◆ **Task objective**
Write the data out again exactly, dropping any images it holds.

# Records shown start

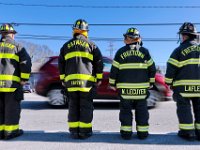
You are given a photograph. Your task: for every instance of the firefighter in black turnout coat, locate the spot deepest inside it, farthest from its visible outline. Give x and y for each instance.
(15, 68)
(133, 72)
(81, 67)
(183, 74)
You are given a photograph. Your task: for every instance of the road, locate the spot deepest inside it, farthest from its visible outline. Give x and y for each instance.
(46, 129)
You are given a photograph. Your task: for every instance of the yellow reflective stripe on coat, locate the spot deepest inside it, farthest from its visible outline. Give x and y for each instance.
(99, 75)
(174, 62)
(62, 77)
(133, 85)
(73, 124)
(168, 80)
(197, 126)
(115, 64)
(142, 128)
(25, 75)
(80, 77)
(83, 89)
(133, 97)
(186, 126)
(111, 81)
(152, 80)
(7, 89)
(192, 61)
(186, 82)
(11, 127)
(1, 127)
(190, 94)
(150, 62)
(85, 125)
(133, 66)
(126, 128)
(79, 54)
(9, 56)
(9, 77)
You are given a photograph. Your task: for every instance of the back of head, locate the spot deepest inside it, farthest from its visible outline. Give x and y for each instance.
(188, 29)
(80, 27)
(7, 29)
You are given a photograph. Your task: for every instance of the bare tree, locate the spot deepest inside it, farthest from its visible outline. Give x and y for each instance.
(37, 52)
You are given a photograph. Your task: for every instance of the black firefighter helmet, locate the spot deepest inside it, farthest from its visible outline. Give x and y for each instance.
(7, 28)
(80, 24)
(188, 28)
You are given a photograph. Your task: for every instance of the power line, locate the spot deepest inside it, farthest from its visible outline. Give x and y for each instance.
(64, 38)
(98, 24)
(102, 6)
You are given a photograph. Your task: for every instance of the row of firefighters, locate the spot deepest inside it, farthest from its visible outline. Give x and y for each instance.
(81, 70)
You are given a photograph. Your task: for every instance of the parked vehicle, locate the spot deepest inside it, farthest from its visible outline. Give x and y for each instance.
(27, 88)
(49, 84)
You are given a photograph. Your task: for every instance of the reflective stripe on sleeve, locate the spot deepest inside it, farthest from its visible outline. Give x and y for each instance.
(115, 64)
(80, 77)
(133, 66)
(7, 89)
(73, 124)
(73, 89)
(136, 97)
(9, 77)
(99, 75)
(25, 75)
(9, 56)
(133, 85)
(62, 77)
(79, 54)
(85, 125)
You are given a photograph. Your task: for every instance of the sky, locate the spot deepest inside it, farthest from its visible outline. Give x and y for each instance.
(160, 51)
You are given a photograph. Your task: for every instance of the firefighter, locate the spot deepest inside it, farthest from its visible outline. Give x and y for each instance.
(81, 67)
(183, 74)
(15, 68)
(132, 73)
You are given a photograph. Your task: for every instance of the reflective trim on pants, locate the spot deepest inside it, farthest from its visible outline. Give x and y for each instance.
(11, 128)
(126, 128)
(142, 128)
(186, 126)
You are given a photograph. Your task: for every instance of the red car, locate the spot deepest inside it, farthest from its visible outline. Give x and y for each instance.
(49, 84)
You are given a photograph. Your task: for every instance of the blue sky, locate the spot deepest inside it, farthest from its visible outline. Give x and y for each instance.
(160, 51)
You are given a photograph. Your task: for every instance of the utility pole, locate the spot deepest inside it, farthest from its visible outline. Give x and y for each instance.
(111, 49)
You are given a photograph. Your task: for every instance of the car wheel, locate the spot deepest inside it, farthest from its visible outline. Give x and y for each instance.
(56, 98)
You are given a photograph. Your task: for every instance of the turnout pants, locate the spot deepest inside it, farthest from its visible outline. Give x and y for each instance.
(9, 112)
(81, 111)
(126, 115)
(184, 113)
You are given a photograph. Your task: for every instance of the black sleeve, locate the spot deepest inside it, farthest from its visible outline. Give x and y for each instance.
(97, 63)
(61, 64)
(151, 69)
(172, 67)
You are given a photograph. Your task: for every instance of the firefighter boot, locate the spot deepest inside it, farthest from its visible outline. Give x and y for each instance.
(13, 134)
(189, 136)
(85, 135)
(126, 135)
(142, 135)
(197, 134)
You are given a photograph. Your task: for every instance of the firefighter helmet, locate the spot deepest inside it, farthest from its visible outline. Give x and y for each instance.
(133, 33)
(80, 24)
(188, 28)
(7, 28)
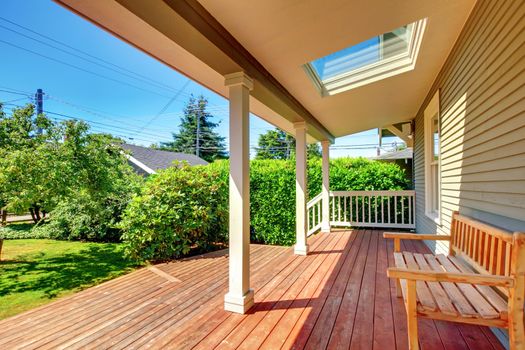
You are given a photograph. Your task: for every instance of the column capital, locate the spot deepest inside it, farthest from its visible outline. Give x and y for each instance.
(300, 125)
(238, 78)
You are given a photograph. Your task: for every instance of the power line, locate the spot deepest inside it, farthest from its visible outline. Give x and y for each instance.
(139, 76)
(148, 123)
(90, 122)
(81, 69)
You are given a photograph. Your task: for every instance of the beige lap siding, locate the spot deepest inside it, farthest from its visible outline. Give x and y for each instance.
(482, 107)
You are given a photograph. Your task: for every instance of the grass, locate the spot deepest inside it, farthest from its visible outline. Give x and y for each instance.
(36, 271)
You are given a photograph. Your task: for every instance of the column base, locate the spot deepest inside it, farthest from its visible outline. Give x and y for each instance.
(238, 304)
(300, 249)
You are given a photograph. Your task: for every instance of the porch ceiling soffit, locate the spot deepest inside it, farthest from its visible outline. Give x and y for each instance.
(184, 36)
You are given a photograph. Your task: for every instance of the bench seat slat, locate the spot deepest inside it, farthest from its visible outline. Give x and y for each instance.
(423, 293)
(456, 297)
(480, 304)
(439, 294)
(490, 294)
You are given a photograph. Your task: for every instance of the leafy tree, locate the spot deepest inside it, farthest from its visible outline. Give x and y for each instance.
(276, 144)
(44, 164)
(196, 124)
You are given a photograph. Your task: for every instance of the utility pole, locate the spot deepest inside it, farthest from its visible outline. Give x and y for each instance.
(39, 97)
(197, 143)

# Records shown end

◆ **Expected output**
You are given a photograph. Your task: for every instance of the firefighter in black turnout coat, locate the spot deepest inside it, farthest from its visible outline. Give x and y for each instance.
(15, 68)
(133, 72)
(81, 67)
(183, 74)
You are given a photograph. Your task: for every instance of the road, locate the spot deepest inside it, farthest from its visible outline. Give x and y for each instance.
(46, 129)
You are given a photograph. Your task: for every instance of the yellow reflective stripe on coat, locate the spot deepest inside it, farthest from its visible outline. Give x and y for each instance.
(99, 75)
(174, 62)
(62, 77)
(133, 85)
(73, 124)
(168, 80)
(197, 126)
(115, 64)
(142, 128)
(25, 75)
(80, 77)
(83, 89)
(133, 97)
(186, 126)
(111, 81)
(152, 80)
(7, 89)
(192, 61)
(186, 82)
(11, 127)
(1, 127)
(190, 94)
(150, 62)
(85, 125)
(133, 66)
(126, 128)
(79, 54)
(9, 56)
(9, 77)
You are given a photograph. Your task: for every instance of the back of head, locate the spot deepest inside it, farthest from its visible outline. Give x and y for each instance.
(188, 29)
(80, 27)
(7, 29)
You are given a photograph. Your task: for every instance of the bare tree, locate the spot deepest inside it, farthest from its visible outline. Give x and y for each instance.
(37, 52)
You are given a photograph. Your task: for every instance of the black firefighter helmet, locate the spot deepest inside it, farthest from its visible outline. Give x and y for each instance.
(7, 28)
(80, 24)
(188, 28)
You are given a photograph. Your task: for every instance of the power line, locate the spot deepest inside it, farthest from its visible outline. Give x and y for each instance.
(64, 38)
(98, 24)
(102, 6)
You are given a photograph. Your task: for every instance of the row of firefighters, locate the spot deepest inside it, farthest from its visible outline. Give x and y for each instance.
(81, 70)
You are given a photograph. Your task: for every instance of the parked vehicle, locate the spot deepest inside it, farthest from its visible outline. Give x and y for each instance.
(27, 88)
(49, 84)
You are given a photograph. Your task: for every instance of the reflective stripe on sleeve, locate the spot deepest inside it, farthest from its visible outline. Give x and y for each instance.
(115, 64)
(80, 77)
(133, 66)
(7, 89)
(73, 124)
(73, 89)
(136, 97)
(9, 77)
(99, 75)
(25, 75)
(9, 56)
(133, 85)
(62, 77)
(79, 54)
(85, 125)
You are given a photograph. Your task: for every instance of the sky, locate the spot deepest inside it, farthest from its visible outline. Give x and y for each instance.
(160, 51)
You are given a photograph. Your task: for every instance of the firefighter, locate the spot deepest inside it, farthest from its visible outline. Give x and y for each instance.
(81, 67)
(183, 74)
(15, 68)
(132, 73)
You are given a photograph. Your task: for every instance of the reflective trim on pants, locate the spot deepest inside it, farthest from its visible outline. Give x and y for each instance.
(11, 128)
(126, 128)
(142, 128)
(186, 126)
You are given a photograph. Your task: for every instance of the red car, locate the spot deepest inside it, farthest from its visible outline. Give x and y for each instance.
(49, 84)
You are given a photograph. Your task: for every instance of the blue sky, locate the spot deepest inside it, farthest from its visible outline. Give x and y for each instance.
(160, 51)
You are given a photograph. Your task: for every instance of the utility pole, locate the spot deepest inside it, farthest from its visible outline. Give x and y for each instance.
(111, 49)
You are given a photograph. Your task: for every instance of the car wheel, locate the spot deepest inside it, farthest from its visible outline. Give x and y for each instance.
(56, 98)
You are given a photograph. Your task: for every instance of the turnout pants, locate the spot deepest inside it, farthest from its visible outline. Give x and y for each instance.
(9, 112)
(81, 111)
(126, 115)
(184, 113)
You are given a photograph. Your task: for every instance of the black sleeve, locate the spot deepest inside it, farthest from its visible outline. Give x and y for each instance.
(97, 63)
(61, 64)
(151, 69)
(172, 67)
You are given a photograph. Your task: for every instance of the firefighter boot, locate the spot deepest inside it, farthest from its visible outline. Give x and y for each instance.
(13, 134)
(189, 136)
(85, 135)
(126, 135)
(142, 135)
(197, 134)
You are given a photograph. Your task: for every instance of the firefighter helmet, locate the spot deepest inside it, farthest from its visible outline. Give x and y for each instance.
(133, 33)
(80, 24)
(188, 28)
(7, 28)
You are given a photograph. Your task: for every instance of the column capital, locate the spot deepest inside it, farthest from its visible outline. Give x and y for each instance.
(300, 125)
(238, 78)
You are given a photograph. Your task: for every instance of the power line, locate the spot deepest inside it, farthest from its visible outline. Give x and y for each instance.
(139, 76)
(148, 123)
(90, 122)
(81, 69)
You are given a photograph. Your task: for every instance of the beige lap siding, locate the spot deepest inside it, farthest from its visible outline. Give x and y for each instance.
(482, 107)
You are given a photograph. Your task: for every instance of the grass, locate the spot deepest inside it, farthest from its visible outline. Give x and y for each instance.
(36, 271)
You are given a photograph. Your task: for every instance of the column base, locate the spot deepest inside it, farthest from its visible outline. Give x and y for each instance.
(238, 304)
(300, 249)
You are given a photograph. Your task: for every instance of the porch ceiling soffit, locate the spot deepest inside it, farthest from its visible outline. Give x and y for each instance.
(184, 36)
You are given a photograph. Your task: for every instance of the bench seat slat, locate the spot deepest inside it, farthest from its visible outline. Give x and y for each instance.
(423, 293)
(456, 297)
(480, 304)
(439, 294)
(490, 294)
You are given a photograph. Your task: for every instance of the leafy tree, locate the spot deepest inside it, farthest from its visible outline. Give x and y for each instance.
(276, 144)
(44, 164)
(196, 124)
You are given a photograph. Your task: for every instance of the utility pole, locate the spot deepest inside it, farthest from its visible outline. Give x and y for each instance.
(39, 97)
(197, 143)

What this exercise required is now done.